--- Data shown ---
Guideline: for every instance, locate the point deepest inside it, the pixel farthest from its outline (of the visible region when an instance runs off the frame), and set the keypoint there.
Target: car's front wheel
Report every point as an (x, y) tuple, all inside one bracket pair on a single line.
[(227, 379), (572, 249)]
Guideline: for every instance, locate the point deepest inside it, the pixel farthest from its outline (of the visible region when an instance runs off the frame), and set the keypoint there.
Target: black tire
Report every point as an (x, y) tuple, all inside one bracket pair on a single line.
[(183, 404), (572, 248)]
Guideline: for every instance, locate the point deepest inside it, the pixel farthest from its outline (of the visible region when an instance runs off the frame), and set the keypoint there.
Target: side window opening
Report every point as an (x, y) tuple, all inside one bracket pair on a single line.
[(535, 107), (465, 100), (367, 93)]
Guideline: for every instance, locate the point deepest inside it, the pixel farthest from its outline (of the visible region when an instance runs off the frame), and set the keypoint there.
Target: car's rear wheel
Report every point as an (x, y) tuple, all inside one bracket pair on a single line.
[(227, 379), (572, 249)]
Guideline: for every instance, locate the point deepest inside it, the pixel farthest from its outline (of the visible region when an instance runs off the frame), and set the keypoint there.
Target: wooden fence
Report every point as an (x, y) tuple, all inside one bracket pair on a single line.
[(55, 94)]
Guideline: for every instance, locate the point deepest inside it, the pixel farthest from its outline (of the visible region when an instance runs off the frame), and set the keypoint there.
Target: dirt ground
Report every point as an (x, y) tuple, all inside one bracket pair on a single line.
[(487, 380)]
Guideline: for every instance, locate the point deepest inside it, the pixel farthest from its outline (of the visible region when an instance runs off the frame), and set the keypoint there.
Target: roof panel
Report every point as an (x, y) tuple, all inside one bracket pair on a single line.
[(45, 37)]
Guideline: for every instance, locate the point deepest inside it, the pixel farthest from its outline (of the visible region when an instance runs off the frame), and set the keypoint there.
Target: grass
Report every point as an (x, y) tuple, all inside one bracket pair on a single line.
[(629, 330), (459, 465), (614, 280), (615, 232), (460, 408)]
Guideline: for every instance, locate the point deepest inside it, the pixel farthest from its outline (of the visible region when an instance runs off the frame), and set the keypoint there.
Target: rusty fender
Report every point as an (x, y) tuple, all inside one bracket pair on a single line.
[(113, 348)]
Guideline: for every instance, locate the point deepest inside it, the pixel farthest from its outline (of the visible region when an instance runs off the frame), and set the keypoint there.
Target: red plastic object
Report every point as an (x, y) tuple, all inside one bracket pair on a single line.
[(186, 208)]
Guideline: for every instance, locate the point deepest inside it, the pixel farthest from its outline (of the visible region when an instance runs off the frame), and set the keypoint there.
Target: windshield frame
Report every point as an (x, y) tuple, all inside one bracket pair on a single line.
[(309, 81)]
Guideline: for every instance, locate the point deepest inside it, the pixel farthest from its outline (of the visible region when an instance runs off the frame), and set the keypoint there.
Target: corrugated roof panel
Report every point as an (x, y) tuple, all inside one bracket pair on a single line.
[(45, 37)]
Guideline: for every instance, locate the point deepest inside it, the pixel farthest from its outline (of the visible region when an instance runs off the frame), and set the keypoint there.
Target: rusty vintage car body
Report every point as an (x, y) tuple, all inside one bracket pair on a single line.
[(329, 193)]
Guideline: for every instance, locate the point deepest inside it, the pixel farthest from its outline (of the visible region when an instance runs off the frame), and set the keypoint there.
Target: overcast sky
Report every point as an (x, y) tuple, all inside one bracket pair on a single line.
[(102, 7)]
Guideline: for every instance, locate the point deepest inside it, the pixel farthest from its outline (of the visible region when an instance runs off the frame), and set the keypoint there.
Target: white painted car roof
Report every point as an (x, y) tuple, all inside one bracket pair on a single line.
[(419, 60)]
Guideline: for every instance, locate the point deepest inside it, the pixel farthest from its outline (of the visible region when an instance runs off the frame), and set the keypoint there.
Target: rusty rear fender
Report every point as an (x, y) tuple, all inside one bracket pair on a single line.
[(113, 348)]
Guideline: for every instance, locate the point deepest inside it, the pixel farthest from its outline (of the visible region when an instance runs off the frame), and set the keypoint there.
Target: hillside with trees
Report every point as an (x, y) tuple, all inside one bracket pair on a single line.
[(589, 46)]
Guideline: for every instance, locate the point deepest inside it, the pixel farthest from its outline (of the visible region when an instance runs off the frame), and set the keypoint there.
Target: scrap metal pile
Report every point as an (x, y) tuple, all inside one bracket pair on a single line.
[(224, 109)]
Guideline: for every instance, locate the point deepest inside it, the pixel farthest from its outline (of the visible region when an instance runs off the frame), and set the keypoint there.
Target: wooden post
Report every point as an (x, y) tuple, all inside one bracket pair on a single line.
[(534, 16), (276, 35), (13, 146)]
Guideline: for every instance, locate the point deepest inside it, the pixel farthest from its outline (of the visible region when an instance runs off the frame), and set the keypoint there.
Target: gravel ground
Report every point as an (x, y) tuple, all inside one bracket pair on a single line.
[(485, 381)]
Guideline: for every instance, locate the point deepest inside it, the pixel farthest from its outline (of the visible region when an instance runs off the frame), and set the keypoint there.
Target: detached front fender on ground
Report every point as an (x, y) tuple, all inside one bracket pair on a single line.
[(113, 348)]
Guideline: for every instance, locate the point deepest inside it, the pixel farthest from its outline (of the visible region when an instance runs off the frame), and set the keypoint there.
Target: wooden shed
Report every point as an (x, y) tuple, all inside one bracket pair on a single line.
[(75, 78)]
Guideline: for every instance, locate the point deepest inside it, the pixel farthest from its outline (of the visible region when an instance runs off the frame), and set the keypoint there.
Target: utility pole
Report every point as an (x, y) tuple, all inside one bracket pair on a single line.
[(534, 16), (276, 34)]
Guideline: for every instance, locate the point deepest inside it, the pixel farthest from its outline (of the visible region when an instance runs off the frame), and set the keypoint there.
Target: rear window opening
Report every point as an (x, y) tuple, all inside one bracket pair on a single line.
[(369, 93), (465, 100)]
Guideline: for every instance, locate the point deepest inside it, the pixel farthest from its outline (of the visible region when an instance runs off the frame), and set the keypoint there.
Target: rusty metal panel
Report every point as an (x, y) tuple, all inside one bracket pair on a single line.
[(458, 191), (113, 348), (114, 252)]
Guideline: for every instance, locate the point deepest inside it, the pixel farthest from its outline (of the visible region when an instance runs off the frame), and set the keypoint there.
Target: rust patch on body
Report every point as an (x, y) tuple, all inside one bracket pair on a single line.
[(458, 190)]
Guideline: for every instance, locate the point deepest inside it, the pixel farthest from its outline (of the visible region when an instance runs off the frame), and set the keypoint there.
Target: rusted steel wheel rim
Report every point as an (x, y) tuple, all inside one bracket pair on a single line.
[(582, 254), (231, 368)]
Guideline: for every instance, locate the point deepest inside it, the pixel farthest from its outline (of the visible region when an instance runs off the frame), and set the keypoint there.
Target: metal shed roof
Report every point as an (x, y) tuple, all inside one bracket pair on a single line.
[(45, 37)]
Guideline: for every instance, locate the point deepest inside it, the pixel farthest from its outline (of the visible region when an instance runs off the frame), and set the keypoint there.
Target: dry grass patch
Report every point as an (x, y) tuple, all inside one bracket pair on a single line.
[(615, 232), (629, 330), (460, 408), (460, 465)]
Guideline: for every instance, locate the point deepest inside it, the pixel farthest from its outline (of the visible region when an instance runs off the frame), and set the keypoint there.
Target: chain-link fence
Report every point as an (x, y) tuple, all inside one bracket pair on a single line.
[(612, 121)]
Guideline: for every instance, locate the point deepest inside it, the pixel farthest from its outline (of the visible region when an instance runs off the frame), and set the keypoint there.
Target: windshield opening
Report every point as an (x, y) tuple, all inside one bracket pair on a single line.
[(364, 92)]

==

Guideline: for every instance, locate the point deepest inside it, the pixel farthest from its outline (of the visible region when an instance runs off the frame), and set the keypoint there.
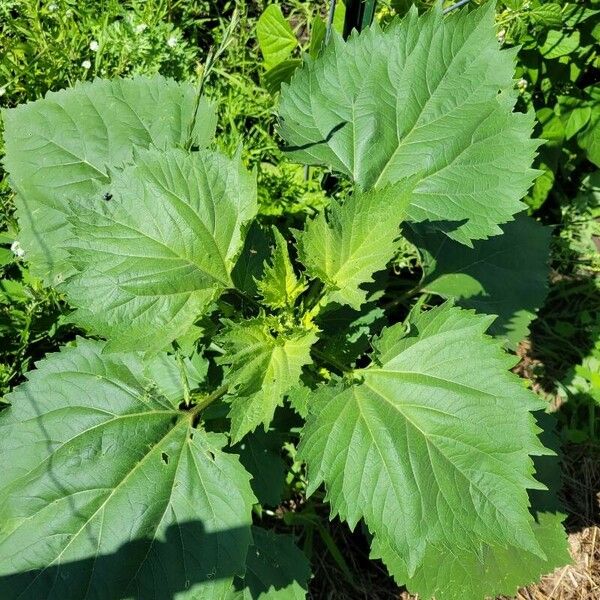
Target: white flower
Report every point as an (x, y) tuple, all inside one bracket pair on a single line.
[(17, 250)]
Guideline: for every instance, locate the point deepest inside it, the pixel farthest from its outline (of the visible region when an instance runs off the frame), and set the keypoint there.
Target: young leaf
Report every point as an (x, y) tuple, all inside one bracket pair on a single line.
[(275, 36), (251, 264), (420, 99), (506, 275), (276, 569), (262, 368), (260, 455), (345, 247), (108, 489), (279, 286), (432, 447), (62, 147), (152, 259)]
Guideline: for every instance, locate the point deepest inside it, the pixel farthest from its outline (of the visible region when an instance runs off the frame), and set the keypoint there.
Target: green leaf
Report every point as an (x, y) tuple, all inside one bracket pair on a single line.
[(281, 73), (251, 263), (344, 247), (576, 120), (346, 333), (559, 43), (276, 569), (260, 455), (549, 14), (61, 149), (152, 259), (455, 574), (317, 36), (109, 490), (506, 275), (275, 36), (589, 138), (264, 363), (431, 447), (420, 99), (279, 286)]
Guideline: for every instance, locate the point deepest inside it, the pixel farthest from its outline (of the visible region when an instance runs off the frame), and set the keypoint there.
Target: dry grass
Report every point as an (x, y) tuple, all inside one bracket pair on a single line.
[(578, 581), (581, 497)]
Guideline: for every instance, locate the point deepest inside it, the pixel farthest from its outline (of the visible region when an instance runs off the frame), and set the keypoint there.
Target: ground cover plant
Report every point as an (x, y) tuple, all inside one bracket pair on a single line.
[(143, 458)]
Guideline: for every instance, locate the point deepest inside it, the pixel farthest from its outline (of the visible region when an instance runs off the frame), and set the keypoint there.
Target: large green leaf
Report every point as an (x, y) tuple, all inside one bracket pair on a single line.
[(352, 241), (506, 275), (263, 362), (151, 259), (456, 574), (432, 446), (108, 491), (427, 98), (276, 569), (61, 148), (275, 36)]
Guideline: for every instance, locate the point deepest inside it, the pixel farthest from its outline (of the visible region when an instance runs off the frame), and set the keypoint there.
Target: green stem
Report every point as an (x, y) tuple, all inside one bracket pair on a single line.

---

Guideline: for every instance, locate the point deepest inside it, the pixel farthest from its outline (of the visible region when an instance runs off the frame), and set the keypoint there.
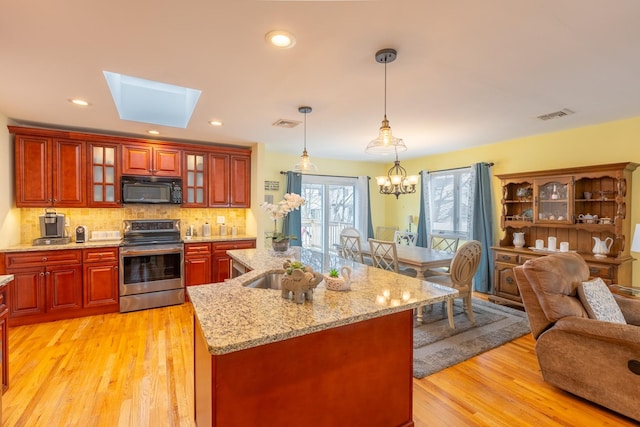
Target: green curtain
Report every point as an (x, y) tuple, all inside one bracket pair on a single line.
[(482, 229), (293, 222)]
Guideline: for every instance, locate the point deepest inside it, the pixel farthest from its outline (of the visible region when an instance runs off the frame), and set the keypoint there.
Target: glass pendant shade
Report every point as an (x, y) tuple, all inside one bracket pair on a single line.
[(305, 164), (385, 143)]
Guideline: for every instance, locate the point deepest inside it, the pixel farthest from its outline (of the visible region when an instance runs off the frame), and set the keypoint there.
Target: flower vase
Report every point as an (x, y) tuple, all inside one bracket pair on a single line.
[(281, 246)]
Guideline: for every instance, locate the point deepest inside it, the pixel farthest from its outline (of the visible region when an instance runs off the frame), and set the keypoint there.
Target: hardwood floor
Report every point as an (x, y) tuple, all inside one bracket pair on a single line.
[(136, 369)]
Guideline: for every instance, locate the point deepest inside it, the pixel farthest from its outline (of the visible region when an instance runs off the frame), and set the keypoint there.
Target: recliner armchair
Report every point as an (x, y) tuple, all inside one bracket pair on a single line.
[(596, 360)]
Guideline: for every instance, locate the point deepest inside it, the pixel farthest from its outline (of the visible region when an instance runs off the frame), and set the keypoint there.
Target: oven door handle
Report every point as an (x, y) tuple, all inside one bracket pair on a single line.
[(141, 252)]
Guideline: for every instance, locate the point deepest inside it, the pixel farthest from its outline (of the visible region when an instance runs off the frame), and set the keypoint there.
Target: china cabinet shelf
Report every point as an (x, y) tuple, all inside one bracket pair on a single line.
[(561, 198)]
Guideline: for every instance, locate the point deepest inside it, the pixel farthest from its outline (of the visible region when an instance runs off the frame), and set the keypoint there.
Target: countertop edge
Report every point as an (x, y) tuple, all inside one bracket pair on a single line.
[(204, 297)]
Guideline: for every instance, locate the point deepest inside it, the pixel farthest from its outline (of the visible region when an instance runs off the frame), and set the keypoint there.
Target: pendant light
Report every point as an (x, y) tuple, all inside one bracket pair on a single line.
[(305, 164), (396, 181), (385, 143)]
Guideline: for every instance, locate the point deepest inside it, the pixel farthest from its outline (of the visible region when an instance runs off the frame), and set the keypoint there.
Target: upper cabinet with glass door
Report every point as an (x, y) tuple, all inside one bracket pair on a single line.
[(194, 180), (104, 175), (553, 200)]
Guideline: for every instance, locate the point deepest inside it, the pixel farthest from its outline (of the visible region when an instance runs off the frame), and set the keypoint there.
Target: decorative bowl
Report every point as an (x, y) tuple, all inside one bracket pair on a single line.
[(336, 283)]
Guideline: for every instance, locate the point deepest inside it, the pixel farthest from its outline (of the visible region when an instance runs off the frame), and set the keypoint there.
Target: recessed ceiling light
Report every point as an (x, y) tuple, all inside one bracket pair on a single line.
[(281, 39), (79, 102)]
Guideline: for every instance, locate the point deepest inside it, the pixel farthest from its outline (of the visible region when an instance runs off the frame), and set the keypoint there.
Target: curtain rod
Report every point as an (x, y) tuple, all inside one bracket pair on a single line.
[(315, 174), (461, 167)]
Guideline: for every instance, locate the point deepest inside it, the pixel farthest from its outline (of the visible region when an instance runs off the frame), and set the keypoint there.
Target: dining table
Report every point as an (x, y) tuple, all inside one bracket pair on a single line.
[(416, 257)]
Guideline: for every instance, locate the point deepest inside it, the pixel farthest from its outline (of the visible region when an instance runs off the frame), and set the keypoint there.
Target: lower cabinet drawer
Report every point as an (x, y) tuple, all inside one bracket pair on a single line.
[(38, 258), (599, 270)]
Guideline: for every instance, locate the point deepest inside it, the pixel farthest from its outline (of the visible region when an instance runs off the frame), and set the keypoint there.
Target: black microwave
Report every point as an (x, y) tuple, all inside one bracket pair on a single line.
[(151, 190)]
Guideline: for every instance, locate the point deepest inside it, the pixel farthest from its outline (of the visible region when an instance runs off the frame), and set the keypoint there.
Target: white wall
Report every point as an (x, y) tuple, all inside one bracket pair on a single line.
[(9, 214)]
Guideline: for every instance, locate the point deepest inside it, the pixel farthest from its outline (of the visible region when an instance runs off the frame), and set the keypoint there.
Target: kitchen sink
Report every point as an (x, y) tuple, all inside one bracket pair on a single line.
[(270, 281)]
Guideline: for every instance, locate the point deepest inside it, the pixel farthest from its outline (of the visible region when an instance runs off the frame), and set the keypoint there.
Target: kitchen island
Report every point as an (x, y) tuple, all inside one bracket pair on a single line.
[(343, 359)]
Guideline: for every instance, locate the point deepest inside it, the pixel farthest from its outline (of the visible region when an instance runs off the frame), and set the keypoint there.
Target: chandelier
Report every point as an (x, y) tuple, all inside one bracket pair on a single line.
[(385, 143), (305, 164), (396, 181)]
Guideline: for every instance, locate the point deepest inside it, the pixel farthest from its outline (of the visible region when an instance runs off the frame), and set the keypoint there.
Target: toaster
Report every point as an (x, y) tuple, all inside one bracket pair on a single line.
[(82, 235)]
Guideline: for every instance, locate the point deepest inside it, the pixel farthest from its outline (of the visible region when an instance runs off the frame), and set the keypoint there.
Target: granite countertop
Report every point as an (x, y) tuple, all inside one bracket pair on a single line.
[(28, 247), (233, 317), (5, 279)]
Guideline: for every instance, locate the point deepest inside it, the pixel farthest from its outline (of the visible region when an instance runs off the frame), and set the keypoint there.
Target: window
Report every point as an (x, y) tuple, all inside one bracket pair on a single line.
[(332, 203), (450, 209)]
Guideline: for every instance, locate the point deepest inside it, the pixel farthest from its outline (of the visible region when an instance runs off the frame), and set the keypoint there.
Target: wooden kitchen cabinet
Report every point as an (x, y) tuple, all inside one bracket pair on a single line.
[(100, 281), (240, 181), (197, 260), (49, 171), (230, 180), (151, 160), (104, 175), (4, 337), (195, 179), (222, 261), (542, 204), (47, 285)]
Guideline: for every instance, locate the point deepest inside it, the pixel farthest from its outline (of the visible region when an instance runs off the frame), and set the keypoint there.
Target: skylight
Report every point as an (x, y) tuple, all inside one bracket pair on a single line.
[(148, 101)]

--- Requirements ---
Identify every line in the listing above that contains the word "glass", and copy each such line in full.

--- Task result ---
Target: glass pendant shade
Target: upper cabinet with glass door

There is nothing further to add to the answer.